Return every line of the items below verbatim, leaving out the pictures.
Available data: Begin
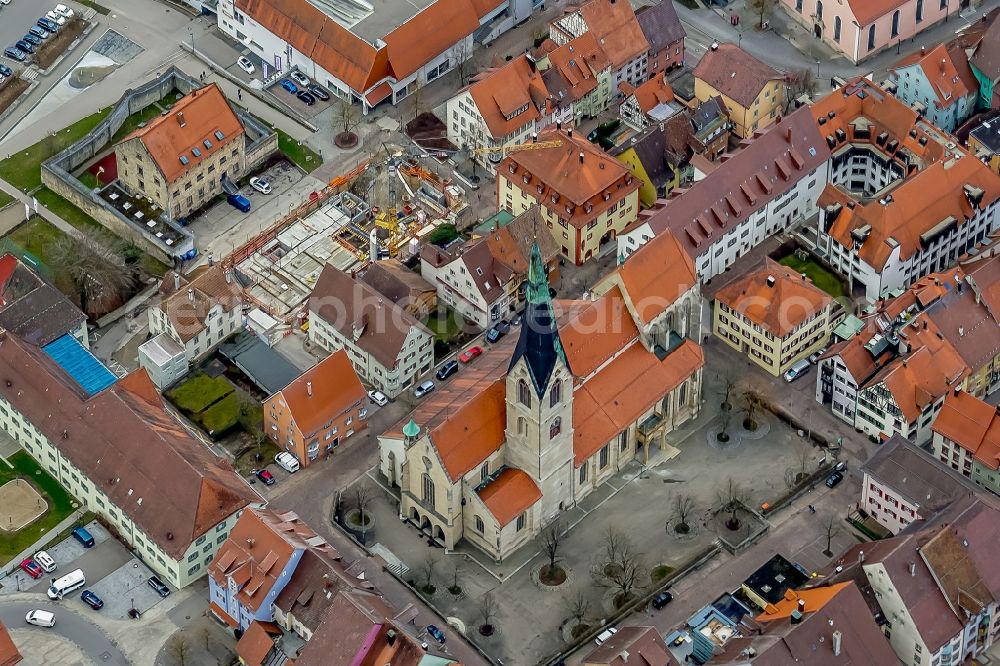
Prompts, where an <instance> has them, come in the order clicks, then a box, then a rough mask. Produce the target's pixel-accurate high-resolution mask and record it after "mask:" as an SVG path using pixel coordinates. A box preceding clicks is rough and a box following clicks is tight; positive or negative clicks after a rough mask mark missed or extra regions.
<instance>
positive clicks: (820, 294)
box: [626, 257, 833, 339]
mask: <svg viewBox="0 0 1000 666" xmlns="http://www.w3.org/2000/svg"><path fill="white" fill-rule="evenodd" d="M626 265H627V264H626ZM715 300H717V301H719V302H720V303H724V304H726V305H727V306H728V307H729V309H730V310H733V311H735V312H738V313H740V314H742V315H745V316H746V317H747V318H748V319H750V321H752V322H754V323H755V324H759V325H760V326H762V327H763V328H764V329H766V330H767V331H770V332H771V333H773V334H774V335H775V336H776V337H778V338H779V339H783V338H785V336H787V335H788V334H789V333H791V332H792V331H794V330H795V329H796V328H798V327H799V326H801V325H802V323H803V322H805V321H806V320H808V319H810V318H811V317H813V316H814V315H817V314H819V313H820V312H822V311H823V310H824V308H826V307H828V306H829V305H830V303H831V302H832V301H833V298H832V297H831V296H830V295H829V294H827V293H826V292H825V291H823V290H821V289H819V288H818V287H816V286H815V285H813V283H812V281H811V280H809V279H808V278H807V277H806V276H805V275H799V274H798V273H796V272H795V271H793V270H792V269H791V268H788V267H787V266H782V265H781V264H779V263H778V262H776V261H774V260H773V259H770V258H766V257H765V259H764V262H763V264H762V265H761V266H759V267H758V268H756V269H754V270H752V271H750V272H748V273H746V274H745V275H742V276H740V277H737V278H736V279H734V280H732V281H731V282H729V283H728V284H726V285H725V286H724V287H722V288H721V289H719V290H718V291H717V292H716V293H715Z"/></svg>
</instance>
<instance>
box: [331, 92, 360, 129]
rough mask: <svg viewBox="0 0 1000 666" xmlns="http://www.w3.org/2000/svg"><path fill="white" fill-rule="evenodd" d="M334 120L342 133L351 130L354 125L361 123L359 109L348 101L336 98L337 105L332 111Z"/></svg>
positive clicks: (341, 98)
mask: <svg viewBox="0 0 1000 666" xmlns="http://www.w3.org/2000/svg"><path fill="white" fill-rule="evenodd" d="M334 114H335V115H334V120H335V121H336V123H337V127H339V128H340V131H341V132H343V133H344V134H347V133H348V132H350V131H352V130H353V129H354V128H355V127H357V126H358V125H360V124H361V111H359V110H358V107H357V106H355V105H354V104H352V103H351V102H350V101H348V100H346V99H343V98H340V97H338V98H337V105H336V109H335V111H334Z"/></svg>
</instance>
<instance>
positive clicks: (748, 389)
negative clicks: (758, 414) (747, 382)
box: [740, 386, 765, 431]
mask: <svg viewBox="0 0 1000 666" xmlns="http://www.w3.org/2000/svg"><path fill="white" fill-rule="evenodd" d="M740 397H741V398H742V399H743V427H744V428H746V429H747V430H750V431H754V430H756V429H757V425H758V424H757V412H759V411H760V410H761V409H762V408H763V406H764V400H765V399H764V394H763V393H761V392H760V391H759V390H757V388H755V387H753V386H748V387H746V388H745V389H743V393H742V394H741V395H740Z"/></svg>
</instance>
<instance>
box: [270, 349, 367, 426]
mask: <svg viewBox="0 0 1000 666" xmlns="http://www.w3.org/2000/svg"><path fill="white" fill-rule="evenodd" d="M279 396H280V397H281V398H282V399H284V401H285V404H286V405H288V409H289V411H290V412H291V416H292V419H293V420H294V421H295V425H296V426H297V427H298V429H299V430H300V431H301V432H302V434H303V435H304V436H306V437H309V436H310V433H314V432H316V431H317V430H318V429H319V428H320V426H322V425H323V424H324V423H327V422H329V421H330V419H331V418H333V417H334V416H338V415H340V414H343V413H345V412H347V411H350V410H353V409H355V408H357V407H360V405H361V403H362V402H364V400H365V398H366V396H367V394H366V392H365V387H364V386H362V385H361V380H359V379H358V375H357V373H355V372H354V367H353V366H352V365H351V359H350V357H348V355H347V352H346V351H344V350H343V349H341V350H339V351H335V352H333V353H332V354H330V355H329V356H327V357H326V358H325V359H323V360H322V361H320V362H319V363H317V364H316V365H314V366H313V367H311V368H310V369H308V370H306V371H305V372H303V373H302V374H301V375H299V377H298V378H297V379H296V380H295V381H293V382H292V383H291V384H289V385H288V386H286V387H285V388H283V389H281V390H280V391H279V392H278V393H277V394H276V395H275V396H272V397H271V398H269V399H268V402H270V401H271V400H274V399H275V398H277V397H279Z"/></svg>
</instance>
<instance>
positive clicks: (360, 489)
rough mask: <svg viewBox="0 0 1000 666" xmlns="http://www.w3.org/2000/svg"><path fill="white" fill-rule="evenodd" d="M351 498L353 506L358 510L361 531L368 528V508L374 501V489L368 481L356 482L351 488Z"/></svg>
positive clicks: (358, 517) (374, 492) (366, 529)
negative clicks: (362, 481)
mask: <svg viewBox="0 0 1000 666" xmlns="http://www.w3.org/2000/svg"><path fill="white" fill-rule="evenodd" d="M351 500H352V501H353V504H354V508H355V509H356V510H357V512H358V524H359V525H361V532H362V533H364V532H366V531H367V530H368V523H367V520H366V518H368V515H367V514H368V509H369V507H371V505H372V502H374V501H375V491H374V489H373V488H372V486H371V484H370V483H357V484H355V485H354V487H353V488H351Z"/></svg>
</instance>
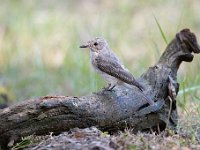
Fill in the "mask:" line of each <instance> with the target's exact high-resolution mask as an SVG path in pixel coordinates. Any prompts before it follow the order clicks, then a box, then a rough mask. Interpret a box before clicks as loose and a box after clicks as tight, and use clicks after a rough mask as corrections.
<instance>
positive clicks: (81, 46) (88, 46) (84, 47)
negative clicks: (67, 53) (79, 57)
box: [80, 45, 89, 48]
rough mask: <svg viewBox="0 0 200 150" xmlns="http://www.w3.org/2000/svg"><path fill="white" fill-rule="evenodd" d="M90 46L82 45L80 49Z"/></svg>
mask: <svg viewBox="0 0 200 150" xmlns="http://www.w3.org/2000/svg"><path fill="white" fill-rule="evenodd" d="M88 47H89V45H81V46H80V48H88Z"/></svg>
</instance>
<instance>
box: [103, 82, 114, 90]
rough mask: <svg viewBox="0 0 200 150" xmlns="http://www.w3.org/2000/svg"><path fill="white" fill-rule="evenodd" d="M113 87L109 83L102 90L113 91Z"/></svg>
mask: <svg viewBox="0 0 200 150" xmlns="http://www.w3.org/2000/svg"><path fill="white" fill-rule="evenodd" d="M114 87H115V85H113V86H112V84H111V83H108V86H107V87H104V88H103V89H104V90H105V91H113V88H114Z"/></svg>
Available data: End
### Solution to this exercise
Prompts, where an <instance> has them, come in the order clicks, then a box, then a rough mask. Produce the target's pixel-accurate high-resolution mask and record it after "mask:" as an SVG path using pixel coordinates. A box preceding clicks is rough and a box following clicks is tight; positive or negative clicks after a rough mask mark missed or extra regions.
<instance>
positive clicks: (820, 294)
box: [626, 257, 833, 339]
mask: <svg viewBox="0 0 1000 666" xmlns="http://www.w3.org/2000/svg"><path fill="white" fill-rule="evenodd" d="M626 265H627V264H626ZM715 300H717V301H719V302H720V303H724V304H726V305H727V306H728V307H729V309H730V310H733V311H735V312H738V313H740V314H742V315H745V316H746V317H747V318H748V319H750V321H752V322H754V323H755V324H759V325H760V326H762V327H763V328H764V329H766V330H767V331H770V332H771V333H773V334H774V335H775V336H776V337H778V338H779V339H783V338H785V336H787V335H788V334H789V333H791V332H792V331H794V330H795V329H796V328H798V327H799V326H801V325H802V323H803V322H805V321H806V320H808V319H810V318H811V317H813V316H814V315H817V314H819V313H820V312H822V311H823V310H824V308H826V307H828V306H829V305H830V303H831V302H832V301H833V298H832V297H831V296H830V295H829V294H827V293H826V292H825V291H823V290H821V289H819V288H818V287H816V286H815V285H813V283H812V281H811V280H809V279H808V278H807V277H806V276H805V275H799V274H798V273H796V272H795V271H793V270H792V269H791V268H788V267H787V266H782V265H781V264H779V263H778V262H776V261H774V260H773V259H770V258H766V257H765V259H764V262H763V264H762V265H761V266H759V267H758V268H756V269H754V270H752V271H750V272H748V273H746V274H745V275H742V276H740V277H737V278H736V279H734V280H732V281H731V282H729V283H728V284H726V285H725V286H724V287H722V288H721V289H719V290H718V291H717V292H716V293H715Z"/></svg>
</instance>
<instance>
box: [331, 92, 360, 129]
rough mask: <svg viewBox="0 0 1000 666" xmlns="http://www.w3.org/2000/svg"><path fill="white" fill-rule="evenodd" d="M334 120L342 133L351 130L354 125L361 123L359 109L348 101L336 98L337 105L332 111Z"/></svg>
positive clicks: (341, 98)
mask: <svg viewBox="0 0 1000 666" xmlns="http://www.w3.org/2000/svg"><path fill="white" fill-rule="evenodd" d="M334 114H335V115H334V120H335V121H336V123H337V127H339V128H340V131H341V132H343V133H344V134H347V133H348V132H350V131H352V130H353V129H354V128H355V127H357V126H358V125H360V124H361V111H359V110H358V107H357V106H355V105H354V104H352V103H351V102H350V101H348V100H346V99H343V98H340V97H338V98H337V105H336V109H335V111H334Z"/></svg>
</instance>
<instance>
positive clicks: (748, 389)
negative clicks: (758, 414) (747, 382)
box: [740, 386, 765, 431]
mask: <svg viewBox="0 0 1000 666" xmlns="http://www.w3.org/2000/svg"><path fill="white" fill-rule="evenodd" d="M740 397H741V398H742V399H743V427H744V428H746V429H747V430H750V431H754V430H756V429H757V425H758V424H757V412H759V411H760V410H761V409H762V408H763V406H764V400H765V399H764V394H763V393H761V392H760V391H759V390H757V388H755V387H753V386H748V387H746V388H745V389H743V393H742V394H741V395H740Z"/></svg>
</instance>
<instance>
box: [270, 349, 367, 426]
mask: <svg viewBox="0 0 1000 666" xmlns="http://www.w3.org/2000/svg"><path fill="white" fill-rule="evenodd" d="M279 396H280V397H281V398H282V399H284V401H285V404H286V405H288V409H289V411H290V412H291V416H292V419H293V420H294V421H295V425H296V426H297V427H298V429H299V430H300V431H301V432H302V434H303V435H304V436H306V437H309V436H310V433H314V432H316V431H317V430H318V429H319V428H320V426H322V425H323V424H324V423H327V422H329V421H330V419H331V418H333V417H334V416H338V415H340V414H343V413H345V412H347V411H350V410H353V409H355V408H357V407H360V405H361V403H362V402H364V400H365V398H366V396H367V394H366V392H365V387H364V386H362V385H361V380H359V379H358V375H357V373H355V372H354V367H353V366H352V365H351V359H350V357H348V355H347V352H346V351H344V350H343V349H341V350H339V351H335V352H333V353H332V354H330V355H329V356H327V357H326V358H325V359H323V360H322V361H320V362H319V363H317V364H316V365H314V366H313V367H311V368H310V369H308V370H306V371H305V372H303V373H302V374H301V375H299V377H298V378H297V379H296V380H295V381H293V382H292V383H291V384H289V385H288V386H286V387H285V388H283V389H281V390H280V391H279V392H278V393H277V394H276V395H275V396H272V397H271V398H269V399H268V402H270V401H271V400H274V399H275V398H277V397H279Z"/></svg>
</instance>
<instance>
positive clicks: (360, 489)
rough mask: <svg viewBox="0 0 1000 666" xmlns="http://www.w3.org/2000/svg"><path fill="white" fill-rule="evenodd" d="M351 498L353 506L358 510L361 531L368 528V508L374 501V489L368 481L356 482L351 488Z"/></svg>
positive clicks: (358, 517) (374, 492) (366, 529)
negative clicks: (362, 481)
mask: <svg viewBox="0 0 1000 666" xmlns="http://www.w3.org/2000/svg"><path fill="white" fill-rule="evenodd" d="M351 500H352V501H353V504H354V508H355V509H356V510H357V512H358V524H359V525H361V532H362V533H364V532H366V531H367V530H368V523H367V520H366V518H368V515H367V514H368V509H369V507H371V505H372V502H374V501H375V491H374V489H373V488H372V486H371V484H370V483H357V484H355V485H354V487H353V488H351Z"/></svg>
</instance>
Fill in the "mask:" line of each <instance> with the target's exact high-resolution mask as an SVG path in pixel coordinates. Any prompts before it follow the order clicks, then a box, then a rough mask. Interpret a box before clicks as loose and a box after clicks as tight, and use clicks after a rough mask as corrections.
<instance>
positive clicks: (81, 46) (88, 46) (84, 47)
negative clicks: (67, 53) (79, 57)
box: [80, 45, 89, 48]
rough mask: <svg viewBox="0 0 200 150" xmlns="http://www.w3.org/2000/svg"><path fill="white" fill-rule="evenodd" d="M90 46L82 45L80 49Z"/></svg>
mask: <svg viewBox="0 0 200 150" xmlns="http://www.w3.org/2000/svg"><path fill="white" fill-rule="evenodd" d="M88 47H89V45H81V46H80V48H88Z"/></svg>
</instance>
<instance>
box: [103, 82, 114, 90]
rough mask: <svg viewBox="0 0 200 150" xmlns="http://www.w3.org/2000/svg"><path fill="white" fill-rule="evenodd" d="M113 87L109 83L102 90L113 91Z"/></svg>
mask: <svg viewBox="0 0 200 150" xmlns="http://www.w3.org/2000/svg"><path fill="white" fill-rule="evenodd" d="M114 87H115V85H113V86H112V84H111V83H108V86H107V87H104V88H103V89H104V90H105V91H113V88H114Z"/></svg>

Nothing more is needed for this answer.